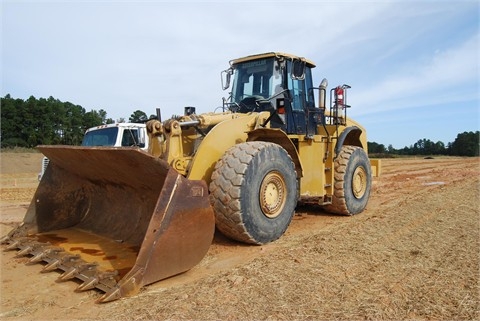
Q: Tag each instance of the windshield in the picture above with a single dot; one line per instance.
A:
(101, 137)
(258, 78)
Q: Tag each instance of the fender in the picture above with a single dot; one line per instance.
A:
(349, 136)
(277, 136)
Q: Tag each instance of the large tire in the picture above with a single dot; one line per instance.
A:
(254, 192)
(353, 181)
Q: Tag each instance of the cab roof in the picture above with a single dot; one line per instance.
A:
(310, 63)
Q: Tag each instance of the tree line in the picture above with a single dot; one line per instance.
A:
(466, 144)
(49, 121)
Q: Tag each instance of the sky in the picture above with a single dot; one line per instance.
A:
(413, 65)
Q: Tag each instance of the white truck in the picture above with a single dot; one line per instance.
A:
(116, 135)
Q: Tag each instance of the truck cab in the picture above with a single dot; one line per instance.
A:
(115, 135)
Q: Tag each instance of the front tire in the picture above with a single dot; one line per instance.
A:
(353, 181)
(253, 192)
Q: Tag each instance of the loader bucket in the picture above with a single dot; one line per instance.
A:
(116, 219)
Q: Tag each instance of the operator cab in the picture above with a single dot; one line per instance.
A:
(279, 83)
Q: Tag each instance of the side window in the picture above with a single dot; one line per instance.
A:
(297, 90)
(130, 137)
(309, 88)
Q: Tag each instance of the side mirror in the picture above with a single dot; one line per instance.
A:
(298, 69)
(226, 75)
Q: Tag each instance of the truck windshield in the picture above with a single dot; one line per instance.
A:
(259, 78)
(101, 137)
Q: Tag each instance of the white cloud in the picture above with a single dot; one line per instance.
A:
(450, 76)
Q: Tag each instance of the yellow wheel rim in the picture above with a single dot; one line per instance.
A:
(273, 194)
(359, 182)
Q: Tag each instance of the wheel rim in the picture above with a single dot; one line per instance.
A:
(272, 194)
(359, 182)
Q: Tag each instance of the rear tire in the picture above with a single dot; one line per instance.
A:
(353, 181)
(253, 192)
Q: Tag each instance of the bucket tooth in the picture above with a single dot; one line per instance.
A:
(12, 246)
(69, 274)
(37, 258)
(26, 250)
(112, 295)
(88, 284)
(52, 266)
(5, 239)
(42, 255)
(74, 271)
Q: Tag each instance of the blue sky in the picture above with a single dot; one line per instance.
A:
(413, 65)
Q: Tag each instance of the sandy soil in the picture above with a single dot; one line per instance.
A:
(413, 254)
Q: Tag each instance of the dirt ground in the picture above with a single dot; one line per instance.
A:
(413, 254)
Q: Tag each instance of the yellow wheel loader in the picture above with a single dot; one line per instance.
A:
(121, 218)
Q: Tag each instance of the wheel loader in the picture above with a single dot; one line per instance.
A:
(117, 219)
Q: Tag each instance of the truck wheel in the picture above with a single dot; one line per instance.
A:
(253, 192)
(353, 180)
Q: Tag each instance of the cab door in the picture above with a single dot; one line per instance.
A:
(299, 80)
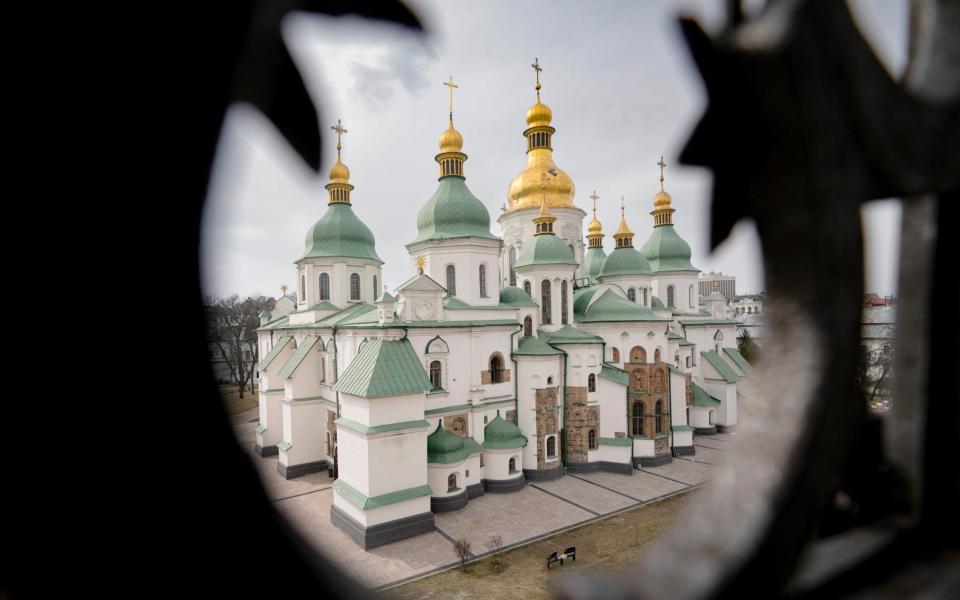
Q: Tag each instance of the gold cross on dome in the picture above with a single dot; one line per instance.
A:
(340, 131)
(450, 84)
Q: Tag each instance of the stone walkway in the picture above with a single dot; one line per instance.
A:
(539, 510)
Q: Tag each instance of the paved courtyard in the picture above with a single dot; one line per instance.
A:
(538, 510)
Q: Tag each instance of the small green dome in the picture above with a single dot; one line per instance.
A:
(502, 434)
(453, 212)
(340, 233)
(515, 296)
(625, 261)
(667, 251)
(545, 249)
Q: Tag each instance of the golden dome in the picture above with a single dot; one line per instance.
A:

═══

Please transcribe all of the records above exactly, leaving out any pictures.

* [Reply]:
Q: Tag each instance of the windshield in the picture above with a single dot; one line per instance.
A:
(101, 137)
(258, 78)
Q: Tag each instance of the fender in the picture above with a single dot; one line per instance.
A:
(349, 136)
(277, 136)
Q: Tag each instance of the large tire in the picture above with a single dot; one line per instance.
A:
(254, 192)
(353, 181)
Q: Tag each instance of the cab roof in the picture above with a single dot; one line per instance.
A:
(310, 63)
Q: Tag each instance of the tree line in the picture above with a single dot; one line per instance.
A:
(466, 144)
(49, 121)
Q: Tag each instance of the sky in the picture above with a single dot; one line per instance.
A:
(413, 65)
Q: Tag each instance of the white truck in the picture above with a single dot; one line per instance.
A:
(116, 135)
Q: Tag each instance of the truck cab in the picture above with a single dot; one line per instance.
A:
(115, 135)
Q: Tag each instance of the front tire in the picture above with a single dot; one line per instance.
A:
(353, 181)
(253, 192)
Q: Tag each instance of the loader bucket in the picture above with a single dot; one line per instance.
A:
(116, 219)
Q: Tag each instance of the operator cab in the picture above with a single dot; one line per instance.
A:
(279, 83)
Q: Tag each instance of the side window in the picture above with a single dot; one line per instance.
A:
(297, 90)
(130, 137)
(309, 88)
Q: Tag each instance of the side mirror in the picture above with a single dot; one line per instance.
A:
(298, 69)
(226, 75)
Q: Tag each instance of the truck windshield in the picture above with a single dot; one line per instance.
A:
(259, 78)
(101, 137)
Q: Tag each instance of the white cloud in the picture above with a single dot; one line per instance.
A:
(450, 76)
Q: Tag each instance of the yellow wheel rim in the picture above with a single dot; one line per instance.
A:
(273, 194)
(359, 182)
Q: Tag each instance of the wheel rim in the picture above with a single dot; one line per instance.
A:
(272, 194)
(359, 182)
Q: Tag each instance of the rear tire in the picture above with a single dot; one line per instance.
A:
(353, 181)
(253, 192)
Q: Tag each instance of the bucket tooth in the picture above with a single dot; one line per instance.
A:
(12, 246)
(69, 274)
(37, 258)
(26, 250)
(112, 295)
(88, 284)
(52, 266)
(5, 239)
(42, 255)
(74, 271)
Q: Tag each instance of the blue sky in the picture above with a single dot; one line per instance.
A:
(413, 65)
Q: Tag each instance of the sandy soil in the picture above with a single dot; one line per instance.
A:
(413, 254)
Q: Tag each instance of the dirt ground in the picture above with a single dot; one line per instance.
A:
(413, 254)
Q: Tag each instance of the yellow wheel loader in the picture above with a single dot; one line per instance.
A:
(121, 218)
Q: Tag each instance of the wheel loader in the picture above with a single dot; one line per instance.
A:
(117, 219)
Q: Tag each instance of the truck wheel in the picture above with a single dot; one line per instance.
A:
(253, 192)
(353, 180)
Q: Tag each instance of the cab door in the picture above with a single dot; one line per instance.
A:
(299, 80)
Q: Tag each instance of the gold cross on dome in the picture above with a single dot; one line per instance.
A:
(340, 131)
(450, 84)
Q: Tag each instance of the stone walkway in the picture above with a single dot; one line per instance.
A:
(539, 510)
Q: Tag each instance of the paved courtyard in the picture above with a single dot; one line per instance.
A:
(538, 510)
Q: Tag each instance of the small green dome in the picture above with a single dot; one line per instance.
A:
(502, 434)
(453, 212)
(340, 233)
(515, 296)
(625, 261)
(667, 251)
(545, 249)
Q: Tag each instance of the golden dome in the picture above with a single dot; one line per instance.
A:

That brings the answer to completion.